▶ **EXERCÍCIO PROPOSTO A**
Responde a estas perguntas com base na entrevista sobre o Acordo Ortográfico:
(i) Em que faculdade e universidade dirige o entrevistado o programa em Teoria da Literatura?
(ii) Segundo o entrevistado, o que é afinal a esquerda portuguesa?
(iii) Com qual das posições que enumera diz o entrevistado concordar essencialmente?

Crítico do Acordo Ortográfico (AO), o director do programa em Teoria da Literatura da Faculdade de Letras da Universidade de Lisboa não reconhece ao Estado o direito de legislar sobre a língua. Na ideia de lusofonia que hoje serve para justificar o AO, Miguel Tamen vê a recuperação da mesma utopia que serviu à direita para defender o imperialismo colonial português. Pronta a passar atestados de incompetência aos cidadãos, “a esquerda portuguesa é, afinal, a direita portuguesa por outros meios”, lamenta.
Qual a sua posição no que diz respeito ao AO?
Considero o acordo uma péssima ideia e uma ideia inútil, mas por razões diferentes daquelas que tenho visto apresentar. Há pessoas que dizem que o acordo é mau porque foi tecnicamente mal feito; há outros que consideram que o acordo é mau porque é inválido e porque, juridicamente, não está em vigor; há ainda as pessoas que criticam o acordo como erro político, uma cedência a países terceiros; aqueles que são contra por entenderem que o acordo é ineficaz, por não existir um modo exequível ou prático de o implementar; e, por fim, os que o rejeitam por acharem que coisas como a língua não devem ser objecto de legislação e acordos. Percebo todas estas posições e concordo essencialmente com a última, mas a minha objecção principal não coincide com nenhuma destas.

Registos do conjunto de dados de apontamento de objetos:
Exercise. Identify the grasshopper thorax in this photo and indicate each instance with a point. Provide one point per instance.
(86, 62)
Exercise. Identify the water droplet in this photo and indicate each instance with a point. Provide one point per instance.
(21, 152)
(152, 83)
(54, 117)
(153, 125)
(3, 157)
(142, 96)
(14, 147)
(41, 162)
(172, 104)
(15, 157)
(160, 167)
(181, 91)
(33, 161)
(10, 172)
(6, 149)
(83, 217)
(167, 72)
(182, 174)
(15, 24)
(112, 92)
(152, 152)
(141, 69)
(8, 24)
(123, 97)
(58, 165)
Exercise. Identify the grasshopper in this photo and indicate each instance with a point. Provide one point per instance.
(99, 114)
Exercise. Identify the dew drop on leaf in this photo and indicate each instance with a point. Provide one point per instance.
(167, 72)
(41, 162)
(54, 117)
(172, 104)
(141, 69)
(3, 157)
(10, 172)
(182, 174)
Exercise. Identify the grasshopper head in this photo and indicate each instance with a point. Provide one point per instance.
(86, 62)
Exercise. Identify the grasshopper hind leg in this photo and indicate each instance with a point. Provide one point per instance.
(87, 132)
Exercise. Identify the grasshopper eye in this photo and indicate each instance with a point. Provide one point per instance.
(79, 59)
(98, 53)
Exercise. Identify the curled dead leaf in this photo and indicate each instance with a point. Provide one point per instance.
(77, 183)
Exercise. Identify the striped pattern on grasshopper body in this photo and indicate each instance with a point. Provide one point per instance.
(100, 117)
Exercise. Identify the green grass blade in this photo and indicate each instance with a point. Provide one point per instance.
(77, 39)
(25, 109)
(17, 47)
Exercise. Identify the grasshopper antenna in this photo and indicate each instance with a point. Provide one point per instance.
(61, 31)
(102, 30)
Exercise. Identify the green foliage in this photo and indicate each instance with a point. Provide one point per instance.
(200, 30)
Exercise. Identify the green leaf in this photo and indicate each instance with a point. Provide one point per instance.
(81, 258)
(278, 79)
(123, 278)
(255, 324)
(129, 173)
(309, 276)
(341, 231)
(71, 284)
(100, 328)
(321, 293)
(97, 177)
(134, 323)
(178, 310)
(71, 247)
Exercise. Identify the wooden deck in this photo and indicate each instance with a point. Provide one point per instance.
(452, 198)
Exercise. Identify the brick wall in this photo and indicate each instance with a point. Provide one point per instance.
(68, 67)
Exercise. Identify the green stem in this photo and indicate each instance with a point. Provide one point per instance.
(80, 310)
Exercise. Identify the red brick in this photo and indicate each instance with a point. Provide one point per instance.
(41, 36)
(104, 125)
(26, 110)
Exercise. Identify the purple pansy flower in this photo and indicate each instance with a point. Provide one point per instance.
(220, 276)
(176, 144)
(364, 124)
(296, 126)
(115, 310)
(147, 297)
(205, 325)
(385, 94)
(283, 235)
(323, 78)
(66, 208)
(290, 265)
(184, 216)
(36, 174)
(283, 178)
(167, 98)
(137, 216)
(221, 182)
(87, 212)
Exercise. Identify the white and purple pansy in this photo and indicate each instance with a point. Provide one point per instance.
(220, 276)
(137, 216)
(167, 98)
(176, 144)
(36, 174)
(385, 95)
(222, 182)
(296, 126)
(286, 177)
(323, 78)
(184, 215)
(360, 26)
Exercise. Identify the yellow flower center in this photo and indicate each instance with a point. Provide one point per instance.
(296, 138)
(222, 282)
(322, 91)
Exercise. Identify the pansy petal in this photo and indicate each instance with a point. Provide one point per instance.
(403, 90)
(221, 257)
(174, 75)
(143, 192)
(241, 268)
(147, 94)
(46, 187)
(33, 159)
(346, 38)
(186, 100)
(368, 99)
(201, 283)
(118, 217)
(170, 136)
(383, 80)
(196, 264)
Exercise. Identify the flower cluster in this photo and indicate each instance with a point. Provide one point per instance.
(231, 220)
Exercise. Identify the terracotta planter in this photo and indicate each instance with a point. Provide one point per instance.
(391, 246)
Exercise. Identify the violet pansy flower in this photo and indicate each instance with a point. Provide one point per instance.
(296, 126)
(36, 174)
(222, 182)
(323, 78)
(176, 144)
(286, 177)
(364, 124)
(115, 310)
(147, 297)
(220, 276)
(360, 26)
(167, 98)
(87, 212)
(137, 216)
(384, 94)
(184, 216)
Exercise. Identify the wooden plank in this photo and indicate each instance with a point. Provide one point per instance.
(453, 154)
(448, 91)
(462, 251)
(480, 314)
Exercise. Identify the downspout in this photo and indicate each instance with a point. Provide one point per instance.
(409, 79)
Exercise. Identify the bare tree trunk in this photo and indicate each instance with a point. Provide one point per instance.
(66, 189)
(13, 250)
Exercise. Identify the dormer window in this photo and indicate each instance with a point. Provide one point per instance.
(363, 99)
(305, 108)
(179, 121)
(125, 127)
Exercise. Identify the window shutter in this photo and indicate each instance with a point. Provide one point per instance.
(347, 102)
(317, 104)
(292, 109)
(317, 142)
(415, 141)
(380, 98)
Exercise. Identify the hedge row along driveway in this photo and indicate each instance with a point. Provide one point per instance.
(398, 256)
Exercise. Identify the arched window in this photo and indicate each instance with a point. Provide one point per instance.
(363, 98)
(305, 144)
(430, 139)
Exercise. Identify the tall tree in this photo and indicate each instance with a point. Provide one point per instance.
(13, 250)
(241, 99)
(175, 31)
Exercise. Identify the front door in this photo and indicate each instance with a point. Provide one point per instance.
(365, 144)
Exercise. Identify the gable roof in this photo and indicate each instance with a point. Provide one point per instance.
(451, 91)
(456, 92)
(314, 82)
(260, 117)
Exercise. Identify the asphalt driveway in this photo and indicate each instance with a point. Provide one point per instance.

▶ **EXERCÍCIO PROPOSTO B**
Edita os registos desde a linha que contém "Exercise. Identify the front" até ao fim dos registos, inclusive, trocando "in this photo" por "in this image" e mantendo tudo o resto igual. Apresenta apenas essas linhas.

▶ **RESOLUÇÃO ESCRITA A**
(i) Na Faculdade de Letras da Universidade de Lisboa.
(ii) É "a direita portuguesa por outros meios".
(iii) Concorda essencialmente com a última: a dos que rejeitam o acordo por acharem que coisas como a língua não devem ser objecto de legislação e acordos.

▶ **RESOLUÇÃO ESCRITA B**
Exercise. Identify the front door in this image and indicate each instance with a point. Provide one point per instance.
(365, 144)
Exercise. Identify the gable roof in this image and indicate each instance with a point. Provide one point per instance.
(451, 91)
(456, 92)
(314, 82)
(260, 117)
Exercise. Identify the asphalt driveway in this image and indicate each instance with a point. Provide one point per instance.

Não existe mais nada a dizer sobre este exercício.